▶ [WORK ORDER A]:
Please answer these questions using the Wednesday notes:
(i) Who presented the keynote?
(ii) Which language is listed as upcoming?
(iii) Under "Outgrowing your laptop with Positron," which file format should be used?
▶ [WORK ORDER B]:
Decide whether each statement agrees with the Wednesday notes. Back each yes or no with the exact words from the notes that settle it.
(i) The keynote was at 9am.
(ii) RStudio is being phased out.
(iii) Positron is the more specific of the two tools.

▶ [DOCUMENT SEGMENT]:
Wednesday Notes

Keynote (9am)

Presenter: Jonathan McPherson (jmcphers)

Development of RStudio & Positron

  • Creating and improving tools

  • Sampling bias: only hear from top users

  • missing values: find your target audience

  • users don’t know what they want

  • watch people using your tool

  • take complicated things simple

  • MEET PEOPLE WHERE THEY ARE

  • Yes: “You should make a seperate folder for each project”

    • But: not required (good idea - but forcing it is not ergonomic)
  • Yes: “Don’t change the working directory” (not portable)

    • But: sometimes people want to (at the expense of ideological purity)
  • Empower users

  • VS Code’s extension model is a core reason for its success

Positron

  • R and Python languages are extensions

  • data science workbench

  • Core functionality

  • Extensions by open-source solve edge-cases

  • Output: PDF -> Effect: less time search for info

  • Tool’s output is shaped by its design

  • A tool is a statement about what you want the world to become

  • Tools communicate a point of view

  • Positron:

    • ther should be many languages that talk together
    • scientific communications
    • reproducible
    • science should be free and open
  • Is RStudio phasing out? No

  • Positron is more versitile

  • More generic tool (Positron): not as good for specific purpose

  • More specific tool (RStudio): fit for purpose

  • New lenguage upcoming: Javascript

Positron (10:20am)

Ide-ntity Crisis: Choosing the right tool for me

  • VS Code

  • Positron

  • RStudio

  • Jupyter Notebook

  • choose IDE that fits your project/workflow

Tips and Tricks for Positron

  • personalizing your coding space
  • making data exploration more pleasant
  • thoughtful pairing with AI assistant (Positron Assistant)

Outgrowing your laptop with Positron

Slides

GitHub

https://positron.posit.co/remote-ssh.html

  • use parquet file formats
  • arrow, duckplyr, duckdb
  • lazy execution

Exploring datasets in Positron

  • Wes McKinney
  • Pain Points
    • Context Switching (code <-> figures)

▶ [PROVIDED DATA]:
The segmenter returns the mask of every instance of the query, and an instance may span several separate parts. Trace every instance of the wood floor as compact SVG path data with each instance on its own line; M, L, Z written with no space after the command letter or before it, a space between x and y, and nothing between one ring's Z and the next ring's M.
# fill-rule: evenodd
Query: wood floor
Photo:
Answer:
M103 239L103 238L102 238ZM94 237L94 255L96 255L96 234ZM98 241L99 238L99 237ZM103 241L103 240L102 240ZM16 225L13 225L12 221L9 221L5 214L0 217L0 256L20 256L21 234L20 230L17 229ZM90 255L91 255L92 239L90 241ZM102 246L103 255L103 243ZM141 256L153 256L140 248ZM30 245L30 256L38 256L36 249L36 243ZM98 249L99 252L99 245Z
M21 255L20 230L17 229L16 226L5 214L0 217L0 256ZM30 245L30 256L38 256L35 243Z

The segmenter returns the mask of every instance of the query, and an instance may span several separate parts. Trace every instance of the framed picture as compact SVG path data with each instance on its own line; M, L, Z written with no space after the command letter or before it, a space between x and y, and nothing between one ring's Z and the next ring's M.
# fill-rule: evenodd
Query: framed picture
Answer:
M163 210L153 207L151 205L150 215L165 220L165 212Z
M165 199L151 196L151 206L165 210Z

▶ [FINAL ANSWER A]:
(i) Jonathan McPherson (jmcphers)
(ii) Javascript
(iii) Parquet

▶ [FINAL ANSWER B]:
(i) Yes: "Keynote (9am)"
(ii) No: "Is RStudio phasing out? No"
(iii) No: "More generic tool (Positron): not as good for specific purpose"